_DATA LISTING_

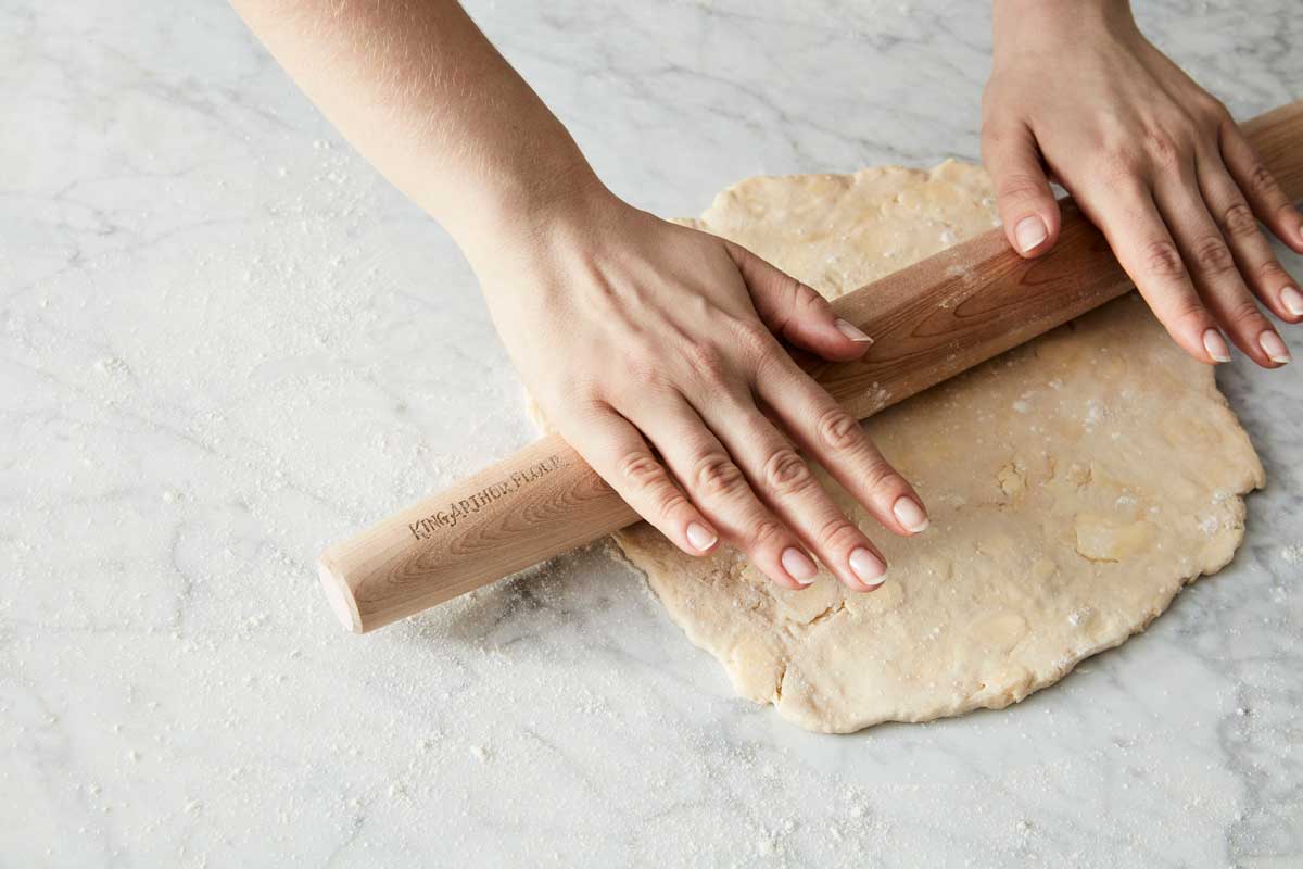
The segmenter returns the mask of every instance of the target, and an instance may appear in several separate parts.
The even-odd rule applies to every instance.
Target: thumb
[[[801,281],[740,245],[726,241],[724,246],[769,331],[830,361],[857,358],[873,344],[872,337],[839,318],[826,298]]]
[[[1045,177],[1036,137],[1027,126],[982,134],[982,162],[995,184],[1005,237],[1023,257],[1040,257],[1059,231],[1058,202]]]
* * *
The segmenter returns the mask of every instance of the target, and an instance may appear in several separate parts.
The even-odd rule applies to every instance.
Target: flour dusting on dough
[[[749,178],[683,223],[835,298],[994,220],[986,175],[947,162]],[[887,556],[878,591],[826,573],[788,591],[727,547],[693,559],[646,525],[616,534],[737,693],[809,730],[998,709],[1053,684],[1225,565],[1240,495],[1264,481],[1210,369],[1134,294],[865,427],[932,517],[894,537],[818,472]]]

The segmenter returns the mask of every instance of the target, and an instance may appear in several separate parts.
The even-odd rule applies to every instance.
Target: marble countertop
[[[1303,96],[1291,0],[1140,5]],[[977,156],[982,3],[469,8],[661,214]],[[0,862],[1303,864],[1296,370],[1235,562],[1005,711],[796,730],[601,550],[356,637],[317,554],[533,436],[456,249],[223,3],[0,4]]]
---
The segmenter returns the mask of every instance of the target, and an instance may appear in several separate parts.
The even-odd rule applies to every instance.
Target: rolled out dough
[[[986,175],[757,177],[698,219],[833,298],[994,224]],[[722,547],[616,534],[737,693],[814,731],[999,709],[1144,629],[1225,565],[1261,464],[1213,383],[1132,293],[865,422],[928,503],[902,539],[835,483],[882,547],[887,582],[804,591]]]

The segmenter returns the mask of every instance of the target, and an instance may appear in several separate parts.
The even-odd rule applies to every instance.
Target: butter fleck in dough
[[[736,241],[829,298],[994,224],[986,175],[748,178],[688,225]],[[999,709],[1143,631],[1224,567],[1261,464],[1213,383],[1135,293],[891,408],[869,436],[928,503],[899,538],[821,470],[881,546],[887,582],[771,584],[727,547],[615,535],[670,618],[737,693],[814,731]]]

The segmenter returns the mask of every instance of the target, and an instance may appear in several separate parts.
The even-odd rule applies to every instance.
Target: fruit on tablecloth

_AIM_
List each line of the records above that contains the word "dough". Case counts.

_PROBLEM SOLUTION_
Target: flour dusting on dough
Target: rolled out dough
Target: butter fleck in dough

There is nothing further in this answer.